### The records
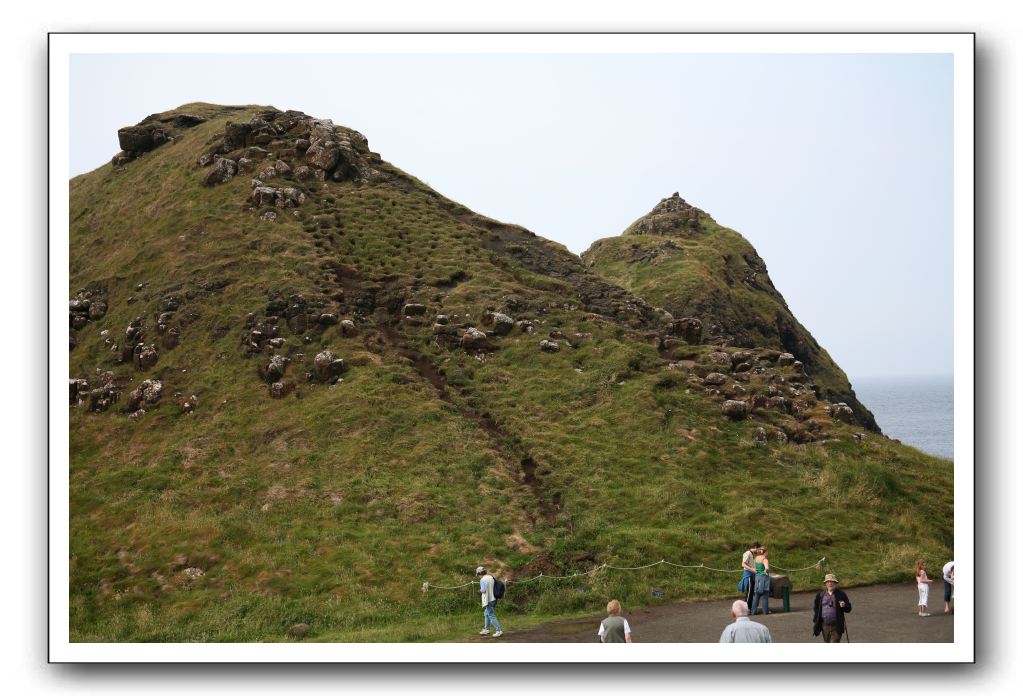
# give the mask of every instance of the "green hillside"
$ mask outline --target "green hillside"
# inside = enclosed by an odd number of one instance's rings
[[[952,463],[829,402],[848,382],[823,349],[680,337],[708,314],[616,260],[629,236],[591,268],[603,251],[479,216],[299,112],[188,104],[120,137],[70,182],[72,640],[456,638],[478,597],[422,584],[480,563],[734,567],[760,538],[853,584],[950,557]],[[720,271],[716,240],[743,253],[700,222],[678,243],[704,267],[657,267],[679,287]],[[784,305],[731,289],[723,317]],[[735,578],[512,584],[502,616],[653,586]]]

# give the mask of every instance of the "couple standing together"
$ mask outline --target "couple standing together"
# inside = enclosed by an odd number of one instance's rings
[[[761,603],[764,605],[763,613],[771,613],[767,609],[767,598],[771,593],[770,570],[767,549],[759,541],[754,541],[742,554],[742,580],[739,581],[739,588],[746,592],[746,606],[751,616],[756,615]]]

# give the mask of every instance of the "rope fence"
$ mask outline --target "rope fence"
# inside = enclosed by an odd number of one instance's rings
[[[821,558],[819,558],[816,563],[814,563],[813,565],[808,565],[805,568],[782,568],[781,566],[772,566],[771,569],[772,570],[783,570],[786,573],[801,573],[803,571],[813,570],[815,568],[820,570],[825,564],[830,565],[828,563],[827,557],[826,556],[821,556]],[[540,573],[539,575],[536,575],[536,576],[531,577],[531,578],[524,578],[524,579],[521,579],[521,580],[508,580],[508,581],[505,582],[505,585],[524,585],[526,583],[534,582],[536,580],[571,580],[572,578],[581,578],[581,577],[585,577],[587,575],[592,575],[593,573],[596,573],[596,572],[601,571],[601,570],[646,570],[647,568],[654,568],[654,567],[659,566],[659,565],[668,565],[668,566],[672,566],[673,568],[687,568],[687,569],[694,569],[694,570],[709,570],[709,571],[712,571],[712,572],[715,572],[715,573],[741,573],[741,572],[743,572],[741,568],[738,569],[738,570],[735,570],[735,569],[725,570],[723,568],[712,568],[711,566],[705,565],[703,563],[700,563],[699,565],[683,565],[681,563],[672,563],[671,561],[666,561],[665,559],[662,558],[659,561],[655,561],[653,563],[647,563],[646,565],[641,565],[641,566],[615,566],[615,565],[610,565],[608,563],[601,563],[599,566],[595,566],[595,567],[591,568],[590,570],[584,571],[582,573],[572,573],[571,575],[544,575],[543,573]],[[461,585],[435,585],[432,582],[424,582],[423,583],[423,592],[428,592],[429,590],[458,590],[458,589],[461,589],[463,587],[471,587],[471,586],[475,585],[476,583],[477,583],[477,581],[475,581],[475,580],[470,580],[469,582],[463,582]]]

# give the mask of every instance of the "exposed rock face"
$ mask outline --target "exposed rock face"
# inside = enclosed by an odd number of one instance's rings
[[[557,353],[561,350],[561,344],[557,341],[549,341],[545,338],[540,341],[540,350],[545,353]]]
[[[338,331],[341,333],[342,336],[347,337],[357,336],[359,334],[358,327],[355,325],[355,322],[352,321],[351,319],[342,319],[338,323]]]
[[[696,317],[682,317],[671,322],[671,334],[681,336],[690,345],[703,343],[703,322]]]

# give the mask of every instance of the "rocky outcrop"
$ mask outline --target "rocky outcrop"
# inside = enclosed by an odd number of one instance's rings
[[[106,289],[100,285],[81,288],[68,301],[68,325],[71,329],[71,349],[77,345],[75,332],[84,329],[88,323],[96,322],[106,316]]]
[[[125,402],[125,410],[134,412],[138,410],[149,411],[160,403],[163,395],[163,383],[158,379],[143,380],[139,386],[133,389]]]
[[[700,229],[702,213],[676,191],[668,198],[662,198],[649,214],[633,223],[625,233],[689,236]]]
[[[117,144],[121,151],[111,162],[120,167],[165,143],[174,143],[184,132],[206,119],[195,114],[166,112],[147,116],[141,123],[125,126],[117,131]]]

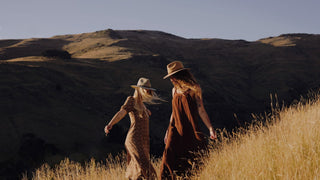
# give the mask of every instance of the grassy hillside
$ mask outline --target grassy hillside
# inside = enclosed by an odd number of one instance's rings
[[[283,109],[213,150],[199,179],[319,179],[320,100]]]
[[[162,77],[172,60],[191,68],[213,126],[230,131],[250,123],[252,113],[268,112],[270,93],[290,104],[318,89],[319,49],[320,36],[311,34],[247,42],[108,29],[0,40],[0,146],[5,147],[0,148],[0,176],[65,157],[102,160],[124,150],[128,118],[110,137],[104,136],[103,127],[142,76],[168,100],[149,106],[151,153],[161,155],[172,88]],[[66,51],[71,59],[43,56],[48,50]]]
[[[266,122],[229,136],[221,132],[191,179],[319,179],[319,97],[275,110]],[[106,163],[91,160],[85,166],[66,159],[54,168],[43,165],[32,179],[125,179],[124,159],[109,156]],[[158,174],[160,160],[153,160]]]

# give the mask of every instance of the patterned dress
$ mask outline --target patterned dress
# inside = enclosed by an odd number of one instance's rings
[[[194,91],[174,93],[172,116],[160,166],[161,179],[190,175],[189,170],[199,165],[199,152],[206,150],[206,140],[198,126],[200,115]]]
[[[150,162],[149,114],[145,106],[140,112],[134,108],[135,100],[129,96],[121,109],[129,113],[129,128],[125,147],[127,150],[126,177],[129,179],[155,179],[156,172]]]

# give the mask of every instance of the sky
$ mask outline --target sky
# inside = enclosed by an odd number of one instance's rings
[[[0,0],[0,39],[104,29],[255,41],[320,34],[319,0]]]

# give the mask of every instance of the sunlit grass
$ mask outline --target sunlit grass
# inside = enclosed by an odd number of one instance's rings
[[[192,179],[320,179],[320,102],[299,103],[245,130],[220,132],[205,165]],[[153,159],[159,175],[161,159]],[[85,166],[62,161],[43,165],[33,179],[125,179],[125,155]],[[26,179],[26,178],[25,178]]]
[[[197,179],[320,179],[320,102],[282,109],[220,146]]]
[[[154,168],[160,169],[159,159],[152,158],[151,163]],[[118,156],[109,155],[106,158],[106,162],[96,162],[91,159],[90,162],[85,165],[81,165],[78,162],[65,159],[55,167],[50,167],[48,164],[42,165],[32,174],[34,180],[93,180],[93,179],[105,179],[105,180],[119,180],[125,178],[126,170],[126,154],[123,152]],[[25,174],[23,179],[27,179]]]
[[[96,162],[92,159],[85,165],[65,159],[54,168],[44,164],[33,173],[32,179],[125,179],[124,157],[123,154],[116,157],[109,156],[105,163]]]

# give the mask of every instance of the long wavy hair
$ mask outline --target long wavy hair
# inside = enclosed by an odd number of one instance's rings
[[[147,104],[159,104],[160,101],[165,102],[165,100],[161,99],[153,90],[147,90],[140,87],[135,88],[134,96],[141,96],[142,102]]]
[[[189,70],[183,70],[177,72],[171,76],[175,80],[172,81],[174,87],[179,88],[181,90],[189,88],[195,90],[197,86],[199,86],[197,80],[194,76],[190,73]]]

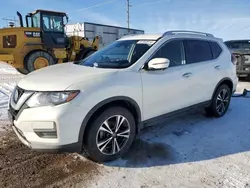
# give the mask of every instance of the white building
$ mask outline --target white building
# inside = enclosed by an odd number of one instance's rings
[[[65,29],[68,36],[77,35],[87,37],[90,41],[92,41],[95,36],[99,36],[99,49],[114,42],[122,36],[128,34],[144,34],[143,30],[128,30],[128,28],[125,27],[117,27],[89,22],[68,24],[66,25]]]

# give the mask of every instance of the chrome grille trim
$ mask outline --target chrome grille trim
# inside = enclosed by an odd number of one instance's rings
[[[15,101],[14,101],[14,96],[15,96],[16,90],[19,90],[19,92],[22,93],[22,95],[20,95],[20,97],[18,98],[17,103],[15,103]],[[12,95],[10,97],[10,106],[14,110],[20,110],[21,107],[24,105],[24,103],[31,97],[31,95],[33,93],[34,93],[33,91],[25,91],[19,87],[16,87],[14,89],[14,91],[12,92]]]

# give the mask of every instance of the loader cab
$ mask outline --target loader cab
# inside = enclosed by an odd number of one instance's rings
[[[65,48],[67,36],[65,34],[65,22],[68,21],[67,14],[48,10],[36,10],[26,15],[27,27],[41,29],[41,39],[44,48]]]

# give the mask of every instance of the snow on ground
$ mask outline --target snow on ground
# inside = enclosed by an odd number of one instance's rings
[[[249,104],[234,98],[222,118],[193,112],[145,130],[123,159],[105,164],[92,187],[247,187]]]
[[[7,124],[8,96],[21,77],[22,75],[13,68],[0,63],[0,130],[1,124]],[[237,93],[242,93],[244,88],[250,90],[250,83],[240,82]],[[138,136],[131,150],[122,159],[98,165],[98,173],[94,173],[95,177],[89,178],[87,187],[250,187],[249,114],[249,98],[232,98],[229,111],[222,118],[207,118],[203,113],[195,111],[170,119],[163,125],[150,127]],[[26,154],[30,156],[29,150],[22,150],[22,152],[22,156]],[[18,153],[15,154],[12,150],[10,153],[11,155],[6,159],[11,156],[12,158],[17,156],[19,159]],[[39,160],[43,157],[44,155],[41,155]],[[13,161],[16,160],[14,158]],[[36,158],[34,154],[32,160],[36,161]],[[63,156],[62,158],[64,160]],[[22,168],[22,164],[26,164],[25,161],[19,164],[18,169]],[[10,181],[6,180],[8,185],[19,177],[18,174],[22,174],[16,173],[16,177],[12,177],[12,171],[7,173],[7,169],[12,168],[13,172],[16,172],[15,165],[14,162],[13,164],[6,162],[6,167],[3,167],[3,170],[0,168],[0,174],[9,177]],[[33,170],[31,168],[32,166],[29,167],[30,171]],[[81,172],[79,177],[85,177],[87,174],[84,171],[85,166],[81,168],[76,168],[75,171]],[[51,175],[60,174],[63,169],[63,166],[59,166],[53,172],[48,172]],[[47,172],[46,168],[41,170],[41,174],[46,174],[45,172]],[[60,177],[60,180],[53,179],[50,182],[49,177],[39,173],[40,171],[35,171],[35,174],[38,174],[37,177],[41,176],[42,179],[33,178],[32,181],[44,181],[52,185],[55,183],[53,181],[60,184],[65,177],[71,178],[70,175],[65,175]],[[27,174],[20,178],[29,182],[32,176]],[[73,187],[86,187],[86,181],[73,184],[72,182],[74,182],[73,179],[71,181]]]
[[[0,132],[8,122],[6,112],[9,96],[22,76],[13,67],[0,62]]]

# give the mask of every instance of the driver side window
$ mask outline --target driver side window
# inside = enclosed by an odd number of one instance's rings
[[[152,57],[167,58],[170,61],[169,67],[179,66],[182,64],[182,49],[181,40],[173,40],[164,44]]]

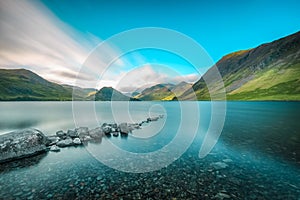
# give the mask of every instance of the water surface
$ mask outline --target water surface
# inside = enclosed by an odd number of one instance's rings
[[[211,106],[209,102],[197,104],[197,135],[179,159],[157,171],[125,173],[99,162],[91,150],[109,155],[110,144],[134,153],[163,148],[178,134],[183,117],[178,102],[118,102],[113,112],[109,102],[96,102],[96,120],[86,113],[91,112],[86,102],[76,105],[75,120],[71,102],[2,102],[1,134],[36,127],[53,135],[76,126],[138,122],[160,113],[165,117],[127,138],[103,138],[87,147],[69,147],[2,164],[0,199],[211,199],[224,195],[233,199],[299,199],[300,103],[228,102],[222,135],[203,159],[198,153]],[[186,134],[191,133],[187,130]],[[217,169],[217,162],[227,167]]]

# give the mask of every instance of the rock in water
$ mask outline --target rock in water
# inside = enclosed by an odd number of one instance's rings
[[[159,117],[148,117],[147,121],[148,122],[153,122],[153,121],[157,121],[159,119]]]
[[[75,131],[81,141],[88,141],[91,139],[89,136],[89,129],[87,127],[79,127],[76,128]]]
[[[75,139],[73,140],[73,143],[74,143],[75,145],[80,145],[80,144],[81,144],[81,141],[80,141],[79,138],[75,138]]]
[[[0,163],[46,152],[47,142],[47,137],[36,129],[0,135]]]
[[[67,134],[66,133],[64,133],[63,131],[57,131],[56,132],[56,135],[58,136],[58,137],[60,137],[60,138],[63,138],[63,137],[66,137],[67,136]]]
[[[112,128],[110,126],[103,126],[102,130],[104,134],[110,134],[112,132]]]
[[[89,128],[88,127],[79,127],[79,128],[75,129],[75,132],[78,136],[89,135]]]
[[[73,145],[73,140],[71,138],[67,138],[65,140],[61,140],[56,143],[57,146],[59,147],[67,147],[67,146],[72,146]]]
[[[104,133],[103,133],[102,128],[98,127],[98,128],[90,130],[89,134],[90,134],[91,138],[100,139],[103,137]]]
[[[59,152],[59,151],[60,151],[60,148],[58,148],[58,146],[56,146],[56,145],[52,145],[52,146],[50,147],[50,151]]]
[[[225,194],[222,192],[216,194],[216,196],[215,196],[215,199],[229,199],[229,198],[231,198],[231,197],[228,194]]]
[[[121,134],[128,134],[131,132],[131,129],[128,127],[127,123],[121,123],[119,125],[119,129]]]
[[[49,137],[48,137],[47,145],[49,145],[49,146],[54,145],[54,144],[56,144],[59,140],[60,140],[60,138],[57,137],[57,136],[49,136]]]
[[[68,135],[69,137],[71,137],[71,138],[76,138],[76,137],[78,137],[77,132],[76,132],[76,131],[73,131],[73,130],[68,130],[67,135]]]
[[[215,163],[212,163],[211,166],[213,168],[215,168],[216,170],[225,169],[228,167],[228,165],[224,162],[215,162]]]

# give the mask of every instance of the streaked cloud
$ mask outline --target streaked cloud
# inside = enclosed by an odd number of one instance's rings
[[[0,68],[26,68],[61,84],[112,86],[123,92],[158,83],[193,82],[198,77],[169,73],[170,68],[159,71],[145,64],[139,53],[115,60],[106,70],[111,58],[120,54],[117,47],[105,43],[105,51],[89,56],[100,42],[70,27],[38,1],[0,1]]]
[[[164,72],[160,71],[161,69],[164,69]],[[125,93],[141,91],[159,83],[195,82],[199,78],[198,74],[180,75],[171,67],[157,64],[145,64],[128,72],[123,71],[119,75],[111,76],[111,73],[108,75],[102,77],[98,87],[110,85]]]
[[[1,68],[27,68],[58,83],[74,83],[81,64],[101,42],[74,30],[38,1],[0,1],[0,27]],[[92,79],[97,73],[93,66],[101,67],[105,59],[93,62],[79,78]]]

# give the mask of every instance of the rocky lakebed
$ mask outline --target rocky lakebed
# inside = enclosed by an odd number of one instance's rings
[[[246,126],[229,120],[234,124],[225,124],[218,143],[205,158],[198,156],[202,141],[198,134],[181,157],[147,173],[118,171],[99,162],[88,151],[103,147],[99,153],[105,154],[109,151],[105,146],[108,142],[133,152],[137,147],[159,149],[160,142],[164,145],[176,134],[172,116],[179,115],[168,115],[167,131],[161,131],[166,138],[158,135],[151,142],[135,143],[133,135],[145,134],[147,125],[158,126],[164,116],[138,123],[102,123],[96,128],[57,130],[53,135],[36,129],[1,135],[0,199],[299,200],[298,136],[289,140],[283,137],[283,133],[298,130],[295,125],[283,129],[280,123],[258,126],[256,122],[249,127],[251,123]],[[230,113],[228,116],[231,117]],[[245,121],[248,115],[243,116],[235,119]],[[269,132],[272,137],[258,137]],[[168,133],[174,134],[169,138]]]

### Exercise directions
In the listing above, find the line with "# give the mask of every instance of the rock in" and the line with "--target rock in water", then print exactly those two lines and every line between them, and nothing more.

### Task result
# give the mask of every instance of the rock in water
$ mask outline --target rock in water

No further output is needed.